--- MATERIAL FOR THIS TASK Enclosed Below ---

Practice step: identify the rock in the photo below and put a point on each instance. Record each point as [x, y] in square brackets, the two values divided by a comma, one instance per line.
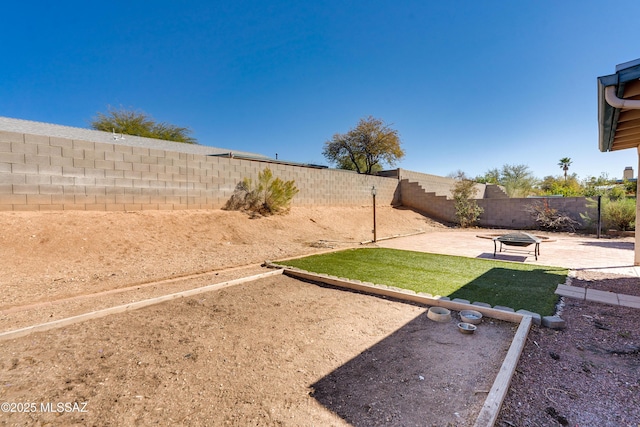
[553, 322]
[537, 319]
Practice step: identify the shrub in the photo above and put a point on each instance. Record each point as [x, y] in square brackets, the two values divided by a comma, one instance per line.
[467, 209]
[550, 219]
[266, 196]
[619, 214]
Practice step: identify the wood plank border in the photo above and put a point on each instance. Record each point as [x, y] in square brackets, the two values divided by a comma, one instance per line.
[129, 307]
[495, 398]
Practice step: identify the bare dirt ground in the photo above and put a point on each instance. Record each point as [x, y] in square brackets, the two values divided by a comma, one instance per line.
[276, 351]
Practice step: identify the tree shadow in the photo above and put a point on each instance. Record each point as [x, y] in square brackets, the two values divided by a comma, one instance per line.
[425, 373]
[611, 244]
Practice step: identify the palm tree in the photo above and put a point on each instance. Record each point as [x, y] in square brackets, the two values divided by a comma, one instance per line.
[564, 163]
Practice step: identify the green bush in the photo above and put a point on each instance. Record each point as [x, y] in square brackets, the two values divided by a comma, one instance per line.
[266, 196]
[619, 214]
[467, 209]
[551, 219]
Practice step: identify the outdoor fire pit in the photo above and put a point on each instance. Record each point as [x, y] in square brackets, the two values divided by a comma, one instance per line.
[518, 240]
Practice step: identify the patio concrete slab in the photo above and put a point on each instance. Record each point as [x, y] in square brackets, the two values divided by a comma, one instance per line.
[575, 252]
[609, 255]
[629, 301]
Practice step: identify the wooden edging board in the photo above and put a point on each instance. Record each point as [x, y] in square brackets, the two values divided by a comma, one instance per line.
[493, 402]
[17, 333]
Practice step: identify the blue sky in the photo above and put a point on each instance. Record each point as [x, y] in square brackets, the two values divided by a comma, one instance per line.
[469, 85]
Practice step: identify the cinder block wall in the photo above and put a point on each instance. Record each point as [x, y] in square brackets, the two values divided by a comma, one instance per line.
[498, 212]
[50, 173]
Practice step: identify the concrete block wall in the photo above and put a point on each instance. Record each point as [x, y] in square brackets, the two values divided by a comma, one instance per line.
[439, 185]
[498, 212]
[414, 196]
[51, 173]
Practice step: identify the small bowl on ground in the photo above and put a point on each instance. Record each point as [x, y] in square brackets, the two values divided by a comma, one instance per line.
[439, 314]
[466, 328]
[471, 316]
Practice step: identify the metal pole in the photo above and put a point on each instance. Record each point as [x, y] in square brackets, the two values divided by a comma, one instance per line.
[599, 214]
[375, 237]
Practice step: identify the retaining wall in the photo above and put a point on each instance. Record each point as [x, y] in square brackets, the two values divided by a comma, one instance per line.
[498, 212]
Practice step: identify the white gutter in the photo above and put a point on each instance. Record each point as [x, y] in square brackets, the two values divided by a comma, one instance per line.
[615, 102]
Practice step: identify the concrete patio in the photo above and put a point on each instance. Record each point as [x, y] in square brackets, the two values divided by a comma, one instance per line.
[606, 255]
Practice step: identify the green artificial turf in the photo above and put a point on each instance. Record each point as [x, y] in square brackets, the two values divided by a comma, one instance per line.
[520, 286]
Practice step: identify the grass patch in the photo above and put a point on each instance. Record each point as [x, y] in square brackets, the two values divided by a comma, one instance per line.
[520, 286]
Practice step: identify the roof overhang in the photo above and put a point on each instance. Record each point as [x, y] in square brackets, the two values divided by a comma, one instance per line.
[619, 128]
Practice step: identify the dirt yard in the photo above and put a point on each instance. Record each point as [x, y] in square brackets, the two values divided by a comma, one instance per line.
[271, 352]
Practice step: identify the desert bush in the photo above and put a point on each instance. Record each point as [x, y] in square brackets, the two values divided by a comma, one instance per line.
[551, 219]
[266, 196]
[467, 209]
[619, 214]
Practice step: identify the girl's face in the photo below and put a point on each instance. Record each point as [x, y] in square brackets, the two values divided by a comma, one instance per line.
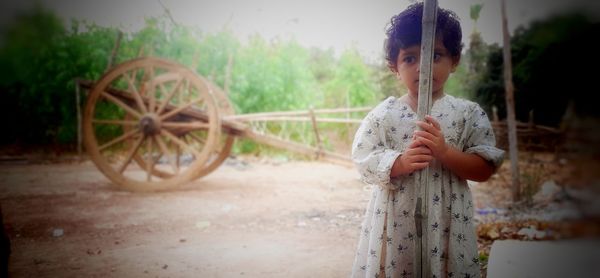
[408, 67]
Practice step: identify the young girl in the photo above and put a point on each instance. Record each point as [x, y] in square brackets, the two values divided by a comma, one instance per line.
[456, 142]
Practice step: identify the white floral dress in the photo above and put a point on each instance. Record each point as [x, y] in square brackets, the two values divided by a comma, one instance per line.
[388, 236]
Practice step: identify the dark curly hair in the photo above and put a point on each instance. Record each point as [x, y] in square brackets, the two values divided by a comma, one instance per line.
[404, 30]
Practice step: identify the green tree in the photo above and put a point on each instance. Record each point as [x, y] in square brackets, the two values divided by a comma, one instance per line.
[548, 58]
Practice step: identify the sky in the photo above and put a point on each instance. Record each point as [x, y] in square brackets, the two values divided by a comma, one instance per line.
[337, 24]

--- End of Enclosed MATERIAL FOR THIS TASK ---

PROBLEM TO SOLVE:
Your answer should be every line above, written out exactly, with no pictures.

EXERCISE ANSWER:
Practice step: identify the rock in the photo below and put a point on each instance. Record each point as [x, y] in square brackets, the two values divided by a comma, one instance per line.
[553, 322]
[537, 319]
Practice step: identify the shrub in the photo above and put a point on each instance. Record each point as [x, y] in square brackets, the two values divided by a comma, one instance per line.
[467, 209]
[550, 219]
[266, 196]
[619, 214]
Practice step: identify the wood plank border in the photo above and put a point on each instance. Record each point as [x, y] in square brackets, the two values divided by a comma, one instance per line.
[129, 307]
[495, 398]
Practice step: identify the bare dirt ground in the photo above and put a point on each instance. Record each point as [x, y] in square brackets, the two values divided by a comma, one instance per line.
[276, 351]
Practice step: identify the tree shadow in the photo above and put a point on each instance. Record each point as [x, y] in square brackets, the two values divided by a comma, one instance per line.
[425, 373]
[611, 244]
Practice step: identify the palm tree in the photo above and put a point on each instance. Record each point as [x, y] in square brackets, the two values divided by a comma, one instance per line.
[564, 163]
Practice step: identify the green bush in the photo above and put a point on each instance. Record each point as [x, y] in square brackets, the two values divided by a comma, one instance per line.
[266, 196]
[619, 214]
[467, 209]
[551, 219]
Practice step: identify the outdoor fire pit in the photo above and put a point on each instance. Record each point as [x, y] in square brackets, the two values divided by a comma, one instance per line.
[518, 240]
Practice step: identify the patio concrete slab in the photo above and put a point on each instance. Record each point as [x, y] in square brackets, the two values divided by a comma, one instance per line.
[575, 252]
[609, 255]
[629, 301]
Practice step: identify the wooden edging board in the photo above and put a point on each instance. Record each point as [x, y] in square brackets, the two values divided by a comma, one instance per line.
[493, 402]
[17, 333]
Practice step: identify the blue sky in the photo above and put a point on each instance. Record each point as [x, y] in square brackets, the two values divided by a comma, one instance per line.
[469, 85]
Practice step: identify the cinder block wall in the photo above and put a point on each instance. Record each point as [x, y] in square brackets, the two values divided by a comma, one instance per line.
[498, 212]
[50, 173]
Practice step: identify the concrete block wall in the photo above and put a point on each instance. Record each point as [x, y] in square brackets, the two values divided by a comma, one instance per line.
[439, 185]
[498, 212]
[414, 196]
[51, 173]
Practice step: identify the small bowl on ground in the photo above and put a point on each instance. Record each point as [x, y] in square brackets, the two values divided by a comma, one instance per line.
[439, 314]
[466, 328]
[471, 316]
Practice step: identify the metal pole in the photo above and put a point on each instance. Record each point as [x, y] in square brackets, the two values divided by a comma, one instance per line.
[599, 214]
[375, 237]
Practice step: identify the retaining wall in the photo above and put a point on each instance. Record each point as [x, y] in square brackets, the two values divided by a comma, one instance per line.
[498, 212]
Practice step: identify the white gutter in the photo above and put a point on each instance. Record each point as [x, y] in square brackets, the two values divided by a comma, one instance per line.
[615, 102]
Practice step: identify the concrete patio in the photo above and put a point on each instance. Record each point as [x, y] in square brackets, the two values divided by a comma, one instance per line.
[606, 255]
Practice step: identify the green artificial turf in the photo above and put a point on each instance. Record each point as [x, y] in square brackets, the two values divided by a comma, one instance per line.
[520, 286]
Practice step: identify the grass patch in the photo above and put a point on each instance. Record each point as [x, y] in square brackets, the two values divided by a comma, one instance per line.
[520, 286]
Practice step: identify the roof overhang in the photo above and put a point on each instance. Record each point as [x, y] in square brackets, the two values divided by a comma, one instance per line.
[619, 128]
Practice step: identify the dirt yard in the photo above and put a point on each instance. Record each point as [x, y] in square brackets, the two values divided by a comma, one instance per line.
[271, 352]
Practice step: identify the desert bush in the photo above and put a point on each instance. Record each point as [x, y] in square brackets, the two values divided by a comma, one instance per line.
[551, 219]
[266, 196]
[467, 209]
[619, 214]
Practice step: identify the girl's face in the photo below and put a point on each instance. Record each point as [x, y] in square brackets, the two values divided by a comma, one instance per line.
[408, 67]
Practice step: identify the young girl in the photo above and put a point on each instance. Record each point as [x, y] in square brackets, the two values divided by a comma, one instance per line.
[456, 142]
Practice step: identify the white floral dress in the photo above and put a point on each instance. Record each point as [x, y] in square brackets, the two values divided by a comma, one instance per line.
[388, 236]
Practice step: identify the dark curly hair in the photo above and put a point on each instance. Record each point as [x, y] in square brackets, the two values divided by a comma, one instance per line.
[404, 30]
Practice step: identify the green tree in the photo above and put a point on each instance. Record each point as [x, y] in square brackets, the two values divided by a comma, one instance per line.
[548, 58]
Practice step: identify the sky in the photo above and put a point on each instance. Record each point as [x, y] in square brackets, the two values divided by a comma, one instance per line.
[337, 24]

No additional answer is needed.